▶ **Istruzioni**
Come riprenderesti il testo sulle pensioni della previdenza sociale, proseguendolo subito dopo la sua ultima frase?

▶ **Testo estratto**
1. – La legge 18 marzo 1968, n. 238, che ha fissato nuovi termini
per la emanazione dei provvedimenti delegati di cui all’art. 39 della
legge 21 luglio 1965, n. 903, per l’avviamento alla riforma e per il
miglioramento dei trattamenti di pensione della previdenza sociale; il
D.P.R. 27 aprile 1968, n. 488, relativo all’aumento ed al nuovo sistema
di calcolo delle pensioni a carico dell’assicurazione generale
obbligatoria, e la legge 30 aprile 1969, n. 153, per la revisione degli
ordinamenti pensionistici, hanno modificato interamente la disciplina
delle pensioni della previdenza sociale. Hanno stabilito, fra l’altro,
che:
a) l’importo annuo delle pensioni, da liquidare con decorrenza
posteriore al 30 aprile 1968 a carico dell’assicurazione generale dei
lavoratori dipendenti è rapportato alla retribuzione contributiva
media annua pensionabile desumibile dalle ultime 156 settimane di
contribuzione effettiva in costanza di lavoro o figurativa (art. 6,
lett. b, legge n. 238 del 1968);
b) le pensioni di anzianità, vecchiaia ed invalidità da liquidare
alle donne lavoratrici assicurate in base alle disposizioni vigenti
anteriormente al 1 maggio 1968 sono determinate con gli stessi criteri
di calcolo stabiliti per i lavoratori, con effetto dalla data di
entrata in vigore della legge. Quelle già liquidate sono riliquidate
con effetto dal 1 gennaio 1969 (art. 10 della legge n. 153 del 1969).
Non essendo più applicabili le aliquote stabilite dall’art. 12 del
R.D.L. 14 aprile 1939, n. 636, modificato dall’art. 2 della legge 4
aprile 1952, n. 218, è stata eliminata, per le pensioni della donna
lavoratrice, la disparità di trattamento denunziata dalla ordinanza di
rimessione.
Tuttavia, la questione di legittimità costituzionale, nei termini
in cui è stata prospettata, è tuttora rilevante per le pensioni
liquidate in base alle disposizioni vigenti anteriormente al 1 maggio
1968, dal momento che il nuovo sistema di calcolo per la riliquidazione
delle pensioni spettanti alle donne lavoratrici, si applica con effetto
dal 1 gennaio 1969.

▶ **Voci estratte**
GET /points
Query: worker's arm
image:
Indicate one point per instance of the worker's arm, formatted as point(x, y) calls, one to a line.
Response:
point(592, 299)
==
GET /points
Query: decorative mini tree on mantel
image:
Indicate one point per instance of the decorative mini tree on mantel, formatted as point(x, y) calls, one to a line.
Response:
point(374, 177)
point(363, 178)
...
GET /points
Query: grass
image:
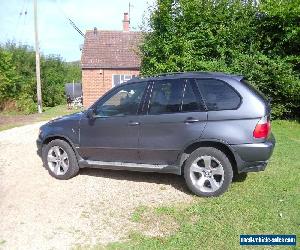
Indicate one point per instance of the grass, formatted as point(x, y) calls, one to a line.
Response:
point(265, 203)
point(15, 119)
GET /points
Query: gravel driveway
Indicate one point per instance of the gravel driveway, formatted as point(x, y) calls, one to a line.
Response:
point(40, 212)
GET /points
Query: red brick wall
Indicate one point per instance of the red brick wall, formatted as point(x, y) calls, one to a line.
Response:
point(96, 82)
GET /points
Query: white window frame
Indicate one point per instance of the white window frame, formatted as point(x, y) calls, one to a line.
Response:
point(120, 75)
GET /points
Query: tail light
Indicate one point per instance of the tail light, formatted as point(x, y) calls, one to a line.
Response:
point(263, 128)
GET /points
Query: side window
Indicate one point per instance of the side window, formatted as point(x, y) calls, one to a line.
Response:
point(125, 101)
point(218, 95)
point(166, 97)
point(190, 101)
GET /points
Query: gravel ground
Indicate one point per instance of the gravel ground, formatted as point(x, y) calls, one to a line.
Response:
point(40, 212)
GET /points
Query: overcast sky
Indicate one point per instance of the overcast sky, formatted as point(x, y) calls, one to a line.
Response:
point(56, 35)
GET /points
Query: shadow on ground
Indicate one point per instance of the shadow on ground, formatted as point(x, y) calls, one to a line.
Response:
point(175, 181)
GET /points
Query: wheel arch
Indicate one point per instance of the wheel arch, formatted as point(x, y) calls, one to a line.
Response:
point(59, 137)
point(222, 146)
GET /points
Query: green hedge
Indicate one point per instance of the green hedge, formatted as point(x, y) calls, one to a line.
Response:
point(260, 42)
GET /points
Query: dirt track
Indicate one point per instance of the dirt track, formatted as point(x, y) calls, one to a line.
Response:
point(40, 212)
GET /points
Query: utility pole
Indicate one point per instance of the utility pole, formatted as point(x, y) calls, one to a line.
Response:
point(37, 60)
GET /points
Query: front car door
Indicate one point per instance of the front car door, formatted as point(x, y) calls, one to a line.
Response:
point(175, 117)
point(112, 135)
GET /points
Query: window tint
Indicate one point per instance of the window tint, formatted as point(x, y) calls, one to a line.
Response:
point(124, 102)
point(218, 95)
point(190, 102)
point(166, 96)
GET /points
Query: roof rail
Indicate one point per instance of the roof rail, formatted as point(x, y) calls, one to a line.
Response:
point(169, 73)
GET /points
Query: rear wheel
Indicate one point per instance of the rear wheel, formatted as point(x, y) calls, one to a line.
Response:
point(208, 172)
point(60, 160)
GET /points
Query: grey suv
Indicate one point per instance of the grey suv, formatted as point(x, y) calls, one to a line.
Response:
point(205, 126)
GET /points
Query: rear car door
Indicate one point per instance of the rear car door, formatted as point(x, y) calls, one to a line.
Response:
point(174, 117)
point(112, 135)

▶ **Risposta**
2. – La questione non è fondata.
Secondo la norma impugnata, tanto per le donne quanto per gli
uomini, l’ammontare della pensione annua è determinato ugualmente
nella misura del venti per cento dello importo quasi totale dei
contributi versati: una differenza si verifica soltanto sulle prime
3.000 lire di contribuzione (45 per cento per gli assicurati e 33 per
cento per le assicurate sulle prime 1.500 lire; 33 per cento e 26 per
cento sulle altre 1.500 lire).
Questa normativa, sorta originariamente per la pensione di
vecchiaia e di invalidità, si è estesa a quella di anzianità. Per
effetto del criterio di determinazione fissato dalla suindicata norma,
allorquando, all’età di 55 anni la donna lavoratrice acquista il
diritto alla pensione di vecchiaia, percepisce una somma annua
inferiore a quella spettante all’uomo che abbia raggiunto l’età del
pensionamento di 60 anni. Tuttavia occorre tener conto della importanza
che, nella liquidazione della pensione, assume il maggiore periodo di
tempo di prestazione d’opera, in quanto per la donna si tratta di
pensione percepita a 55 anni e per l’uomo di pensione percepita a 60
anni, cioè dopo altri 5 anni di lavoro. Pur conseguendo
anticipatamente il diritto a pensione, la donna può continuare a
lavorare differendo la liquidazione ed usufruendo di una maggiorazione,
che, dal 55 al 60 anno, è calcolata in ragione di percentuale
progressiva, dal 3 al 22 per cento. Per effetto di tale magiorazione,
al 60 anno di età ogni disparità scompare; e successivamente, dal 60
al 65 anno le due pensioni aumentano in condizioni di parità, sulla
base di eguali percentuali. Quindi, il meccanismo di siffatto calcolo,
elimina la iniziale disparità, dovuta soltanto al fatto che la donna
anticipa al pensionamento ed il lavoratore si inserisce nella scala
degli importi di pensione a 60 anni. Ma l’ordinanza di rimessione non
muove lagnanza alcuna rispetto all’anticipato pensionamento della
donna, mentre la Corte ne ha già esaminata, sia pure indirettamente,
la legittimità con la sentenza n. 123 del 1969.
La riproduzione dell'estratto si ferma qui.